[Position annotation records]
· · ·

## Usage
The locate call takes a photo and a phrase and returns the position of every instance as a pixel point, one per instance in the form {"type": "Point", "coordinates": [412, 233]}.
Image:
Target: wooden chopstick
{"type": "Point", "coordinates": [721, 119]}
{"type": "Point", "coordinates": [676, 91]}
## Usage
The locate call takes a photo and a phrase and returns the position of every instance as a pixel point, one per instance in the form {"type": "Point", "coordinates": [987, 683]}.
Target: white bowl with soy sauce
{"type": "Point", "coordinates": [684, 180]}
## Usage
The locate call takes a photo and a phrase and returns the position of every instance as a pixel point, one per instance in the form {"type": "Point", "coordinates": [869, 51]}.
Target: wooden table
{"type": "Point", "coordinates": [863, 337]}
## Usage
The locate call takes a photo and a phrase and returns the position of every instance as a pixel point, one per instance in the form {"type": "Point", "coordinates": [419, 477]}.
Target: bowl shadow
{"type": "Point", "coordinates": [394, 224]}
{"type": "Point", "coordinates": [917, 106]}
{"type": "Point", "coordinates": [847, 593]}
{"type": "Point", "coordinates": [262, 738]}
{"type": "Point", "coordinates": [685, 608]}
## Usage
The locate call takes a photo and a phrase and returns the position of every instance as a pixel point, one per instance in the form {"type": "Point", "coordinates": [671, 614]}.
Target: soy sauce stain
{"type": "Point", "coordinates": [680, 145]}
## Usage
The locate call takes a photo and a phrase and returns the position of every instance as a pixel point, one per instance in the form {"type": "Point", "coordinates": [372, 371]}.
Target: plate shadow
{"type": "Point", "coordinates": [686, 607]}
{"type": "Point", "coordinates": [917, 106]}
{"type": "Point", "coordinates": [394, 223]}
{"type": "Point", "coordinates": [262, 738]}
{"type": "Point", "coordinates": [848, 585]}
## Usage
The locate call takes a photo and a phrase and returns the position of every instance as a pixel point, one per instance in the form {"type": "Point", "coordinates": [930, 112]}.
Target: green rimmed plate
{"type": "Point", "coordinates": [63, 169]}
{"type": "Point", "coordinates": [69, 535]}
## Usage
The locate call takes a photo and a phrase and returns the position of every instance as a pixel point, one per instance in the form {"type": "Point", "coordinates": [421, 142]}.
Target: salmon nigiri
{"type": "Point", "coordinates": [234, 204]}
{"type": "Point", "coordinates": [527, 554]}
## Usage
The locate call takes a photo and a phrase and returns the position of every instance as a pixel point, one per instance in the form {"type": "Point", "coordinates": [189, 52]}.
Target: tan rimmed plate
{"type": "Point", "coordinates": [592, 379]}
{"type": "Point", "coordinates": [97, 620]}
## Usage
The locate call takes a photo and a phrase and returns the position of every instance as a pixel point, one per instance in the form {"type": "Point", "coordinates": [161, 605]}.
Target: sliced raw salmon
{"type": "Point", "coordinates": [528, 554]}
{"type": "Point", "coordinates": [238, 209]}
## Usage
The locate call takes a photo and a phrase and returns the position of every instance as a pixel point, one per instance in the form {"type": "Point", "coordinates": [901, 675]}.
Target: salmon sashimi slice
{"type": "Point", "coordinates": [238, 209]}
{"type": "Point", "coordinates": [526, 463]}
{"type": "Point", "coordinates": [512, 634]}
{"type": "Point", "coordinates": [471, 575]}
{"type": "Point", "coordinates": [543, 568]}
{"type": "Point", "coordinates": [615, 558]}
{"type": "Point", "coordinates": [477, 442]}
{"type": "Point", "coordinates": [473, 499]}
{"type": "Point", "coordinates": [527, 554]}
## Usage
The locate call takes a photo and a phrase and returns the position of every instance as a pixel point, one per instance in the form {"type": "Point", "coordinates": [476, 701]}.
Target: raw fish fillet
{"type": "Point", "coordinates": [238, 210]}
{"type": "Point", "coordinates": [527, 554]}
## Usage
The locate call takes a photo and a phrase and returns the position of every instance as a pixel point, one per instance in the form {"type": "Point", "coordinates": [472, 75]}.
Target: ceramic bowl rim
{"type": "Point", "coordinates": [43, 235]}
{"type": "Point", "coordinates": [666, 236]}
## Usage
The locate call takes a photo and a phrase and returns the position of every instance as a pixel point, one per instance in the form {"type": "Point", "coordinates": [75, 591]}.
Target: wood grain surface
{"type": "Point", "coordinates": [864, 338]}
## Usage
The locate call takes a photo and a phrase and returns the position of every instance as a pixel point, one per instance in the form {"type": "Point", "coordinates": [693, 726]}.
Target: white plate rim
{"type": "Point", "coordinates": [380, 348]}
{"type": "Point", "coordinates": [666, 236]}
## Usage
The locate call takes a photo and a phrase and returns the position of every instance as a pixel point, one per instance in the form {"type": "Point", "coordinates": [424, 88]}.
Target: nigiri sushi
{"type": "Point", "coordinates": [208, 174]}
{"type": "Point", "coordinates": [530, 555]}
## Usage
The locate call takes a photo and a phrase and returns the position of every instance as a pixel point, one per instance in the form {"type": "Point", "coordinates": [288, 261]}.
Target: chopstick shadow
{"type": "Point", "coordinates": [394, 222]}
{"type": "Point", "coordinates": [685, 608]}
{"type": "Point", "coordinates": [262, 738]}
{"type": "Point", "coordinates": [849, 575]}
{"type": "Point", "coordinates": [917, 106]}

· · ·

Repeat the data verbatim.

**Completed exercise**.
## Usage
The locate call takes a photo and a phrase and returns the position of every instance as a pixel point, one per instance in the form {"type": "Point", "coordinates": [412, 233]}.
Image:
Target: wooden chopstick
{"type": "Point", "coordinates": [721, 119]}
{"type": "Point", "coordinates": [676, 91]}
## Usage
The locate call takes a photo and a phrase and returns the position of every instance as a pixel point, one per instance in the form {"type": "Point", "coordinates": [987, 683]}.
Target: white bowl with soy sauce
{"type": "Point", "coordinates": [684, 180]}
## Usage
The locate call takes a photo and a phrase and returns the position of every instance as a pixel point, one per instance in the form {"type": "Point", "coordinates": [869, 51]}.
Target: wooden table
{"type": "Point", "coordinates": [863, 337]}
## Usage
The locate call takes a photo and a phrase and returns the position of every instance as a pixel point, one per instance in the form {"type": "Point", "coordinates": [419, 477]}.
Target: bowl shadow
{"type": "Point", "coordinates": [394, 224]}
{"type": "Point", "coordinates": [917, 106]}
{"type": "Point", "coordinates": [847, 593]}
{"type": "Point", "coordinates": [262, 738]}
{"type": "Point", "coordinates": [685, 608]}
## Usage
The locate call takes a photo and a phrase and returns the position of every instance as a pixel point, one per instance in the form {"type": "Point", "coordinates": [671, 614]}.
Target: soy sauce stain
{"type": "Point", "coordinates": [680, 145]}
## Usage
The locate call takes a photo and a phrase and returns the position of every instance as a pixel point, one per instance in the form {"type": "Point", "coordinates": [372, 371]}.
Target: plate shadow
{"type": "Point", "coordinates": [686, 607]}
{"type": "Point", "coordinates": [917, 106]}
{"type": "Point", "coordinates": [394, 223]}
{"type": "Point", "coordinates": [262, 738]}
{"type": "Point", "coordinates": [848, 585]}
## Usage
The locate call takes a photo and a phrase and returns the position of every instance as a pixel point, one per instance in the form {"type": "Point", "coordinates": [930, 112]}.
Target: green rimmed plate
{"type": "Point", "coordinates": [63, 169]}
{"type": "Point", "coordinates": [69, 535]}
## Usage
The locate call takes a photo and a phrase and returns the position of every instance as a pixel point, one per instance in the form {"type": "Point", "coordinates": [421, 142]}.
Target: salmon nigiri
{"type": "Point", "coordinates": [234, 204]}
{"type": "Point", "coordinates": [527, 554]}
## Usage
The locate call takes a photo and a phrase and returns the position of every instance as a pixel point, one per instance in the form {"type": "Point", "coordinates": [189, 52]}.
Target: tan rimmed plate
{"type": "Point", "coordinates": [592, 379]}
{"type": "Point", "coordinates": [97, 620]}
## Usage
The locate call takes a photo and a phrase and returns the position of every instance as a pixel point, one per instance in the form {"type": "Point", "coordinates": [161, 605]}.
Target: sliced raw salmon
{"type": "Point", "coordinates": [528, 554]}
{"type": "Point", "coordinates": [238, 209]}
## Usage
The locate call takes a photo and a phrase and returns the position of every instance as a pixel point, one per instance in the form {"type": "Point", "coordinates": [901, 675]}.
Target: salmon sashimi slice
{"type": "Point", "coordinates": [238, 209]}
{"type": "Point", "coordinates": [526, 463]}
{"type": "Point", "coordinates": [512, 634]}
{"type": "Point", "coordinates": [471, 575]}
{"type": "Point", "coordinates": [543, 568]}
{"type": "Point", "coordinates": [615, 558]}
{"type": "Point", "coordinates": [477, 442]}
{"type": "Point", "coordinates": [473, 499]}
{"type": "Point", "coordinates": [527, 554]}
## Usage
The locate call takes a photo and a phrase and returns the position of every instance as a pixel point, one per instance in the form {"type": "Point", "coordinates": [476, 701]}.
Target: raw fish fillet
{"type": "Point", "coordinates": [238, 210]}
{"type": "Point", "coordinates": [527, 554]}
## Usage
The locate call takes a photo and a phrase and returns the position of every instance as a pixel point, one per instance in the form {"type": "Point", "coordinates": [472, 75]}.
Target: ceramic bowl rim
{"type": "Point", "coordinates": [43, 235]}
{"type": "Point", "coordinates": [666, 236]}
## Usage
The locate call takes a photo and a phrase and returns the position of every instance as a pixel point, one per instance in the form {"type": "Point", "coordinates": [75, 591]}.
Target: wood grain surface
{"type": "Point", "coordinates": [864, 338]}
## Usage
The locate call takes a photo and a phrase and returns the position of every instance as a pixel point, one per instance in the form {"type": "Point", "coordinates": [693, 726]}.
Target: white plate rim
{"type": "Point", "coordinates": [380, 348]}
{"type": "Point", "coordinates": [666, 236]}
## Usage
The locate call takes a photo and a phrase and returns the position of every instance as a pixel point, one per instance in the form {"type": "Point", "coordinates": [424, 88]}.
Target: nigiri sushi
{"type": "Point", "coordinates": [208, 174]}
{"type": "Point", "coordinates": [530, 555]}
## Usage
The locate call takes a photo and a phrase and returns the position of every instance as a pixel point, one per instance in the form {"type": "Point", "coordinates": [288, 261]}.
Target: chopstick shadow
{"type": "Point", "coordinates": [394, 222]}
{"type": "Point", "coordinates": [685, 608]}
{"type": "Point", "coordinates": [262, 738]}
{"type": "Point", "coordinates": [849, 575]}
{"type": "Point", "coordinates": [917, 106]}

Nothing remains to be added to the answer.